- Written problem
Reproduce only the listing lines starting at the line containing "of the smartphone" and ending at the last line of the listing. Replace "Match-analytics pass" with "Field-review pass" and leave everything else unchanged.

- Material to process

** START **

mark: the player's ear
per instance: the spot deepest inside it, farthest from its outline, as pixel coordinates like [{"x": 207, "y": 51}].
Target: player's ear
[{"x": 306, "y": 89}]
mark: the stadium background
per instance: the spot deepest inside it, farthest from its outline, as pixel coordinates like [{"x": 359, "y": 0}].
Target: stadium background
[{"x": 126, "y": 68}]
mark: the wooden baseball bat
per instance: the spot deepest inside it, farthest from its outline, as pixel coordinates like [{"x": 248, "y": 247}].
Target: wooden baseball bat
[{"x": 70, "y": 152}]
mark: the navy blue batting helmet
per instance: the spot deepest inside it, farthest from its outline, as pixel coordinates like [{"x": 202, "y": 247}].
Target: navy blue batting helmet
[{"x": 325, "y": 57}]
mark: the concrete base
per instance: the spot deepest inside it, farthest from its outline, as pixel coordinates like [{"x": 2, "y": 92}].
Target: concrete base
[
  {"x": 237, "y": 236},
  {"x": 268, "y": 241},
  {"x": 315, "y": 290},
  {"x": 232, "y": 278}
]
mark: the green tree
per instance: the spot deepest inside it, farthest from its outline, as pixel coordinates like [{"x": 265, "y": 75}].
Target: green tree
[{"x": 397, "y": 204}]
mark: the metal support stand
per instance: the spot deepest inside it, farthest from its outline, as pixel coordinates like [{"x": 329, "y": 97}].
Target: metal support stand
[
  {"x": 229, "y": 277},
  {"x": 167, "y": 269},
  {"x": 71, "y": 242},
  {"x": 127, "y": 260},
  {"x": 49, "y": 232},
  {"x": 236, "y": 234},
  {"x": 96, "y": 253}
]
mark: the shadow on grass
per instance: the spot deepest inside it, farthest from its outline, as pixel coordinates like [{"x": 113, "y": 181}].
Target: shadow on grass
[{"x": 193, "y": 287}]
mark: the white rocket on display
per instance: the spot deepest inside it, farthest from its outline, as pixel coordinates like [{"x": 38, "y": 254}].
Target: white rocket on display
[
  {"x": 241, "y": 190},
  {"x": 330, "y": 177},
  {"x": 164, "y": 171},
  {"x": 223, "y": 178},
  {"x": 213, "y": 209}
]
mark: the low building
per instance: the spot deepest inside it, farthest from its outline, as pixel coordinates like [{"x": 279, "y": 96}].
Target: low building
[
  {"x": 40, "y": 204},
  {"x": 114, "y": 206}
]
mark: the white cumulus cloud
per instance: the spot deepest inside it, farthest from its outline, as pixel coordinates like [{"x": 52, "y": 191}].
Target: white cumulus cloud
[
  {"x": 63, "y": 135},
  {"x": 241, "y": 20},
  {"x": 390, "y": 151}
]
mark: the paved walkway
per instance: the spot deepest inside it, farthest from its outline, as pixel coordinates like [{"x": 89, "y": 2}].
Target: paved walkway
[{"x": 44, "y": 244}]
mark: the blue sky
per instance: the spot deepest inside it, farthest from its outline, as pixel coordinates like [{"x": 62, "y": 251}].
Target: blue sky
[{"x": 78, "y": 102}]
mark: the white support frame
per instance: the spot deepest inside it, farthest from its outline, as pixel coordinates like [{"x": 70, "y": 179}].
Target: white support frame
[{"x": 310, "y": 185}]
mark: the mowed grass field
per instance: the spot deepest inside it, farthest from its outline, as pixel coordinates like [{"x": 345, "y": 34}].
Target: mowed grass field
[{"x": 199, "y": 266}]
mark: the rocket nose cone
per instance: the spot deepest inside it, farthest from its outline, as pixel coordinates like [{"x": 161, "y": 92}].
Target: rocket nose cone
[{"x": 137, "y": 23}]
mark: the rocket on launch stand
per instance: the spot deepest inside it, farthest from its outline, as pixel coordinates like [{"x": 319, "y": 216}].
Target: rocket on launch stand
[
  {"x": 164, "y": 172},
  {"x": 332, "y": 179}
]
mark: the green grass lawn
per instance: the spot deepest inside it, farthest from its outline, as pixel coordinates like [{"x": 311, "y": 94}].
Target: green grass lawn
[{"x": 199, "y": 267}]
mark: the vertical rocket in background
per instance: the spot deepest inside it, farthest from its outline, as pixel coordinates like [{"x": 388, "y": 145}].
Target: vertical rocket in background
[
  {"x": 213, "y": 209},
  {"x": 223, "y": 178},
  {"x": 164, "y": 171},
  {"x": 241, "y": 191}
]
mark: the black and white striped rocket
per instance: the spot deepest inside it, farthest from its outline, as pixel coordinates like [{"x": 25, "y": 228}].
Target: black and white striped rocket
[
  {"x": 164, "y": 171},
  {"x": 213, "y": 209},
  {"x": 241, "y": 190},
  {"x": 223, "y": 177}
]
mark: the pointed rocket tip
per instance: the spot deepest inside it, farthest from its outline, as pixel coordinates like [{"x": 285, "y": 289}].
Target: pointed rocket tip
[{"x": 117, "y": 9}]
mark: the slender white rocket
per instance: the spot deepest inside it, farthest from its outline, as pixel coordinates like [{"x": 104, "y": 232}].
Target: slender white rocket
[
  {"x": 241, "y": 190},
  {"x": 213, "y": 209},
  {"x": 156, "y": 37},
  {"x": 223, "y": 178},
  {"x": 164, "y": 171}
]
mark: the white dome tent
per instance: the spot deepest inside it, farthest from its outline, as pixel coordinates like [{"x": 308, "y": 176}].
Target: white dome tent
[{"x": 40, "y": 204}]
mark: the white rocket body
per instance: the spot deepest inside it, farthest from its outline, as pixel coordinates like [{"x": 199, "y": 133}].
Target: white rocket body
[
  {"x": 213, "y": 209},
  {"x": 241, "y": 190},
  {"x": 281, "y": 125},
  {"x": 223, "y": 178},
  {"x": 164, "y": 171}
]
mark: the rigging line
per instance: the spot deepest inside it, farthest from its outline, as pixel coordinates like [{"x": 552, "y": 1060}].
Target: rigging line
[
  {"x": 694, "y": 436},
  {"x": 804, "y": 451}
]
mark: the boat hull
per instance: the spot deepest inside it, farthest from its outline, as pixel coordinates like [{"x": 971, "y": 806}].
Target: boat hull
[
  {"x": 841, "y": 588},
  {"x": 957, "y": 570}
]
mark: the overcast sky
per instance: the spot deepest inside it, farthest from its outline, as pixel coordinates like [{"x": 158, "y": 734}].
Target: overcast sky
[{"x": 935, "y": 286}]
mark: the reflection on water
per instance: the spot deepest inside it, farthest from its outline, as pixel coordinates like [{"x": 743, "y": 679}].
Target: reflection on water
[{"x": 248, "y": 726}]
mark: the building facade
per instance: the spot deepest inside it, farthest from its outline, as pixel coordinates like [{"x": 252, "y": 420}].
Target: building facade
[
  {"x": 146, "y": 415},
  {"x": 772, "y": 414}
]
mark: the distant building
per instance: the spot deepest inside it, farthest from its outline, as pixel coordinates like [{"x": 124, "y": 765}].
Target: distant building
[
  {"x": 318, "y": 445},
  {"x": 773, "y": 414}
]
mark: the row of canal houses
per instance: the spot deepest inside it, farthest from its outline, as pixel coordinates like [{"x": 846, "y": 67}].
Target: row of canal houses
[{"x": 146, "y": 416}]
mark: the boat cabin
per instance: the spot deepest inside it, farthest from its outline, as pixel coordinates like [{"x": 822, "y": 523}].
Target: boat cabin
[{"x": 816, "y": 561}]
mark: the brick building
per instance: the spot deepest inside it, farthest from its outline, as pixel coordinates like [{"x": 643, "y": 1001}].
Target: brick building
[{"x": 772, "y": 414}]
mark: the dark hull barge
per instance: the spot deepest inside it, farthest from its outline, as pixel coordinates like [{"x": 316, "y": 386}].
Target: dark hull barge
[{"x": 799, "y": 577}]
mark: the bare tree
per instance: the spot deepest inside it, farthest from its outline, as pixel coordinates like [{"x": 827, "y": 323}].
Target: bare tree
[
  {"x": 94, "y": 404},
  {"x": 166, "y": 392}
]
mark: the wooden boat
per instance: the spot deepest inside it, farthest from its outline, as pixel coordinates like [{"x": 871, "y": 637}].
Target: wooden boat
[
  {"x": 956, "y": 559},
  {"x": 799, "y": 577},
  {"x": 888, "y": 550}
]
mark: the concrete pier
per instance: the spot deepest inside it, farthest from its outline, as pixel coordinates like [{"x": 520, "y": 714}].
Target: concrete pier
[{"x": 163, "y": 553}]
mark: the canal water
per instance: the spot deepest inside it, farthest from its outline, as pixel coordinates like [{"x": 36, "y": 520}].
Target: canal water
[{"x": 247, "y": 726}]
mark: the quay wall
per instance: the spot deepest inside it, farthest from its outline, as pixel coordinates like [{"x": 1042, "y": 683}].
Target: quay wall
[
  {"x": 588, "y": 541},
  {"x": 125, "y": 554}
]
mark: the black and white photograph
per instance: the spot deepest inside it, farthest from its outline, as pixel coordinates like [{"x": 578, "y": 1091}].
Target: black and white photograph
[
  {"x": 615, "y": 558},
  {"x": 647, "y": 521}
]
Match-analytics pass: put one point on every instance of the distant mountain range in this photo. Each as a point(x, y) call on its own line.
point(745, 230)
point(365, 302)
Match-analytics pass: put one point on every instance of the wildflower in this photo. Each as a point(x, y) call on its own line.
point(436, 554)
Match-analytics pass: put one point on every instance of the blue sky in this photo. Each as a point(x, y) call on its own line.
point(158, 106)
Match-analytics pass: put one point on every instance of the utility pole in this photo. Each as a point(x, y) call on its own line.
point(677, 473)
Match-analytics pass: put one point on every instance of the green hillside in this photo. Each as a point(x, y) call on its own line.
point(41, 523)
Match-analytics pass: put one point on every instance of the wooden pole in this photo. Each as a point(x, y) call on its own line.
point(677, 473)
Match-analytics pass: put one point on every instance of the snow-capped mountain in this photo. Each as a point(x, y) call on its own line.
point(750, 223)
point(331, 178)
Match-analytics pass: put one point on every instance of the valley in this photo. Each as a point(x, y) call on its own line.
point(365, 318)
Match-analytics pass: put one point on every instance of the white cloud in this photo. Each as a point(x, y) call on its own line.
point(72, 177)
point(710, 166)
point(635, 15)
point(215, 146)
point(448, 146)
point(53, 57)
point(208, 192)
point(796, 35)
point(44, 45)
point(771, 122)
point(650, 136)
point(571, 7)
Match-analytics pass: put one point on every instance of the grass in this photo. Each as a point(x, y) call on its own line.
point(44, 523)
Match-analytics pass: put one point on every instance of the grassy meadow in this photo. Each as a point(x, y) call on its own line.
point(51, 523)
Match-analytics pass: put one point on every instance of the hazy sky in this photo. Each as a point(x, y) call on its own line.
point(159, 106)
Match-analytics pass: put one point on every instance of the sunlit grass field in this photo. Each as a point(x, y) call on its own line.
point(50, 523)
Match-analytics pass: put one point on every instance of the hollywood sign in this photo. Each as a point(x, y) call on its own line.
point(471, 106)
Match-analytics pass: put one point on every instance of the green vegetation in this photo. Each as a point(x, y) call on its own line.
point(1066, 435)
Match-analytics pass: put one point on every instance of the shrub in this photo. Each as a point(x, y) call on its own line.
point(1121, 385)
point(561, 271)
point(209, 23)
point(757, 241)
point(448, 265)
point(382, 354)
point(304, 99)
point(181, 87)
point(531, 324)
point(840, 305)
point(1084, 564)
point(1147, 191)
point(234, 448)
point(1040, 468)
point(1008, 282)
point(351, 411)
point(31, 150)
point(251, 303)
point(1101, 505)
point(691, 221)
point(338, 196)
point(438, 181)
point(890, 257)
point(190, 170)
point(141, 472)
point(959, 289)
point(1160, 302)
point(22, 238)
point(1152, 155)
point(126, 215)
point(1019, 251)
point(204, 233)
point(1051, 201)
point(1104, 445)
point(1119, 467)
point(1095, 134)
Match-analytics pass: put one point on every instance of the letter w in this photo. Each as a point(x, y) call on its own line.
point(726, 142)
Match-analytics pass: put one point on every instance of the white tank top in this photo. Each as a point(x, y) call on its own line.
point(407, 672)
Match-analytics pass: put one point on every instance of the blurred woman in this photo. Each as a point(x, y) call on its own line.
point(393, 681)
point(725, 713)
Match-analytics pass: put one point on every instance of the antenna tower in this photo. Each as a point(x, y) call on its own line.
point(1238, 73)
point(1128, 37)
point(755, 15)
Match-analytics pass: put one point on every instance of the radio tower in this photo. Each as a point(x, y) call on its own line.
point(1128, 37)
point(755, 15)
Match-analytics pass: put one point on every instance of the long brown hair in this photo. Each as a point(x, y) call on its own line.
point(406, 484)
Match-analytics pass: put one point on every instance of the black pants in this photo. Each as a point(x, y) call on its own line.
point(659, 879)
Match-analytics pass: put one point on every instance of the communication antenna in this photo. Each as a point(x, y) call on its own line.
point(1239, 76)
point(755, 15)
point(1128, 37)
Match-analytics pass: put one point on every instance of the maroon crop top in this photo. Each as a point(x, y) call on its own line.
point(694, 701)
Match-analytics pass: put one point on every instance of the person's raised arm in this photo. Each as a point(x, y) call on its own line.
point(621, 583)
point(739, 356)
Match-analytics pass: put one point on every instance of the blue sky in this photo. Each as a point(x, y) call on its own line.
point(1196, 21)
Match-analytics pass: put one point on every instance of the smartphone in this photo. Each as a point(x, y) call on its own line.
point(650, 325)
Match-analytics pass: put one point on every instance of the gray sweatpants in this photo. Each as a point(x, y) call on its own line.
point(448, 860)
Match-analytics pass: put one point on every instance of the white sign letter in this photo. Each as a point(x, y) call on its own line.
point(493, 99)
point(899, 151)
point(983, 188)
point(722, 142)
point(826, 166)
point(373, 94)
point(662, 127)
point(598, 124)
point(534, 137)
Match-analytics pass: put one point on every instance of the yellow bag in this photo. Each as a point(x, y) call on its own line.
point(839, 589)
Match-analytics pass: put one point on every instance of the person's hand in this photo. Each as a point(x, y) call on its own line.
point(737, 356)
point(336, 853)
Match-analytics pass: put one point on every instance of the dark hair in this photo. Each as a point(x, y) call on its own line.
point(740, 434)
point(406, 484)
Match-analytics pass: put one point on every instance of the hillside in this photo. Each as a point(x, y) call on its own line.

** END **

- Solution for this problem
Field-review pass: put one point on every instance of the smartphone in this photo. Each as a point(x, y) call on its own line.
point(650, 325)
Field-review pass: put one point on every instance of the gray sweatpants in this photo. Each as a point(x, y) call on its own line.
point(448, 860)
Field-review pass: put one point on every instance of the white sign letter in this photo. Each as a point(x, y) call on its own line.
point(493, 99)
point(899, 151)
point(983, 188)
point(722, 142)
point(826, 166)
point(373, 94)
point(662, 127)
point(598, 124)
point(534, 137)
Field-review pass: put one point on every instance of the yellow bag in this photo. Each as a point(x, y) call on its own line.
point(839, 589)
Field-review pass: put one point on every instance of the person's hand in this photo. Each as a point(x, y) call on its own line.
point(737, 356)
point(336, 853)
Field-review pass: put one point on every instance of the dark hair in this photo. Each as a point(x, y) call on its own line.
point(740, 434)
point(406, 484)
Field-review pass: put one point on every instance of the hillside in this photo. Each as a point(x, y) call on its own line.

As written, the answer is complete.